**JOBS:**
1. In the article on the Budgie 10.6 release, what organization did Joshua Strobl form after forking the project?
2. Translate this sentence from the article on Budgie 10.6 into Spanish: "Seeing as this is the first release since the aforementioned organizational shift, it is pretty light on features."
3. Carry on the article about the Budgie 10.6 release, picking up after its last sentence.

:: DOCUMENT ::

Back in January, ex-co-lead of Solus Joshua Strobl made headlines after leaving Solus to work on SerpentOS.
You can read more about it in our original coverage.
However, he still wanted to work on the Budgie desktop environment, so he forked the project (in a new repository) and formed the Buddies Of Budgie organization. Three months later, the first release since this organizational change has arrived, which we will be looking at here.
Budgie 10.6: What’s New?
Seeing as this is the first release since the aforementioned organizational shift, it is pretty light on features. Despite this, here is a general round-up of what’s new:
- Theming refinements
- New notification system
- Code reformatting
With the announcement of the latest update, Joshua also mentions:
Budgie 10.6 aims to eliminate the divide between traditional “downstream” consumers of Budgie and the development organization itself, enabling those downstreams like Ubuntu Budgie to get more intimately involved in its development.
Applying one of our core pillars of being a platform rather than a product, the goal with Budgie 10.6 and future releases of Budgie is to provide a macrocosm, or a minimal set of tightly coupled components, and leave the rest of the ecosystem up to the decisions and values of downstream consumers, be that distributions or end users.
So, if you were worried about the development of the Budgie desktop environment after the split, this should reassure you.
It appears that this release’s theming improvements were almost entirely about improving consistency and subtle changes for a modern look.

:::
:: MATERIAL ::

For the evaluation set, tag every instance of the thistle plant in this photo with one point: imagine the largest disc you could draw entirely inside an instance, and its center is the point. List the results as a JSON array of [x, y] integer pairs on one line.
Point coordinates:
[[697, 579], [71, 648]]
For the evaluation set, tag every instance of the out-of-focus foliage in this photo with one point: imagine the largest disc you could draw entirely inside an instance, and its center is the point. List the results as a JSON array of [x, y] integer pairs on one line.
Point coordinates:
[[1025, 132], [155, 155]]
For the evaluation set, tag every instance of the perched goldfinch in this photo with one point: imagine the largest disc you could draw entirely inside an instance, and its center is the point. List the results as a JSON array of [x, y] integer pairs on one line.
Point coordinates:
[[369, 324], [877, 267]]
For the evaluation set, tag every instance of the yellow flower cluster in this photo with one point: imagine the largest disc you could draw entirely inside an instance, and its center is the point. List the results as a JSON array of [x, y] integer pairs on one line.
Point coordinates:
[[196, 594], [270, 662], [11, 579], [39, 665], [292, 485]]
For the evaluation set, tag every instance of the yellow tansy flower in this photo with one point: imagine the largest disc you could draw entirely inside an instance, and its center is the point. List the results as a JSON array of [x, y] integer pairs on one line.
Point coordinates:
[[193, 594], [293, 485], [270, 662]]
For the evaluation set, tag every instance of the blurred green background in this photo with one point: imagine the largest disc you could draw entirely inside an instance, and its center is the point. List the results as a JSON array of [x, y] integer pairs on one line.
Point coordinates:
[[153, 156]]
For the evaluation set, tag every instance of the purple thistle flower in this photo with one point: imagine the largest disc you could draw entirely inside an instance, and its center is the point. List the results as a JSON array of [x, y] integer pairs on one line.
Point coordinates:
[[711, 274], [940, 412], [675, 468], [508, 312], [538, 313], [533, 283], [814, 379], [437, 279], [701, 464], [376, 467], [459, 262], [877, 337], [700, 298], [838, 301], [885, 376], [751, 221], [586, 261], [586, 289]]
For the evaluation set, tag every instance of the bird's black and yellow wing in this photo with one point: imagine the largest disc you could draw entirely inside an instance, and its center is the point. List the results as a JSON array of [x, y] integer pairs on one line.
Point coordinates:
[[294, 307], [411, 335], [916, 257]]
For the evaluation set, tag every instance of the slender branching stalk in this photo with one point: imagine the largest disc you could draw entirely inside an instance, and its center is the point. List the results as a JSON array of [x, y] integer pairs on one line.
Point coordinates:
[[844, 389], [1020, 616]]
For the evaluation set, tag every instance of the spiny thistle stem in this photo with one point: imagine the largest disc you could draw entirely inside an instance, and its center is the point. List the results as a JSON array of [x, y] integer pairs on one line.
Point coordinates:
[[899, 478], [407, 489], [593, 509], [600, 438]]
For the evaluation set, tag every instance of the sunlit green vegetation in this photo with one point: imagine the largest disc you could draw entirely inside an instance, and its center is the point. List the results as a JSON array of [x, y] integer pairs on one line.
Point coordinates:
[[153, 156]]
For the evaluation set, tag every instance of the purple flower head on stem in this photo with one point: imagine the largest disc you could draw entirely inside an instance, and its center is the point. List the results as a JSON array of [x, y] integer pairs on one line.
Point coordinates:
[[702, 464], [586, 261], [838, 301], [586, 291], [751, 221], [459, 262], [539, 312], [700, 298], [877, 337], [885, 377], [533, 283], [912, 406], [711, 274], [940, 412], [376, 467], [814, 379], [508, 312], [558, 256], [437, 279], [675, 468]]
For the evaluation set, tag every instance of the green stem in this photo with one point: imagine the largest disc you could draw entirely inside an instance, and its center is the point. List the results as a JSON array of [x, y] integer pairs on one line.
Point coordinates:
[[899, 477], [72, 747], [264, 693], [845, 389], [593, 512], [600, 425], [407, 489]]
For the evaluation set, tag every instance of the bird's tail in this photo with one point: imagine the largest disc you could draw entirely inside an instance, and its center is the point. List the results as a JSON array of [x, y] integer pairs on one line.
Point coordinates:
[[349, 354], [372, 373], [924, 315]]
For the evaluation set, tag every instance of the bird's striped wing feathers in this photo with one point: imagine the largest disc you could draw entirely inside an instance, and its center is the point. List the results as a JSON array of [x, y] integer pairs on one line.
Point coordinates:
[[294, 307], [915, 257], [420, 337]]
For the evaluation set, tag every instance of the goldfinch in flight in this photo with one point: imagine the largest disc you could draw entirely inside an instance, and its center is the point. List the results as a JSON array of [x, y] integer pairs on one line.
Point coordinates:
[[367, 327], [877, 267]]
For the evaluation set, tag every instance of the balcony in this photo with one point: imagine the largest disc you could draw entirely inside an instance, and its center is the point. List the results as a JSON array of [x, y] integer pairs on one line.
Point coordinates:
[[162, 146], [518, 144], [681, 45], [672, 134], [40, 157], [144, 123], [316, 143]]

:::

**ANSWERS TO THE TASKS:**
1. He formed the Buddies Of Budgie organization.

2. Dado que esta es la primera versión desde el cambio organizativo mencionado anteriormente, tiene bastante pocas funciones nuevas.

3.
For example, border radii have been applied to some desktop elements, uniform spacing, the unified color scheme for widgets, and other improvements to the support for GTK themes.
From my hands-on experience with this release, the changes were subtle but there, and it did feel as if they brought Budgie more in line with desktops like Gnome and KDE.
New Notification System
While not immediately obvious, Budgie has now received a new notifications system. The biggest impact of this is that it has now been moved out of Raven, the panel located on the right side of the screen.
As a result, other Budgie components can now use the new notifications system. One mentioned example is “unlocking the capability to support notification badges in Icon Tasklist in the future”.
Again, while minor, this change does open up future options, so hopefully, we can see these taken advantage of in future releases.
Some other changes in Budgie 10.6 include:
- Use of tabs instead of spaces, general reformatting of some code.
- Reintroduce support for GNOME 40, to enable Ubuntu LTS support.
- Renaming GNOME Control Center to Budgie Control Center.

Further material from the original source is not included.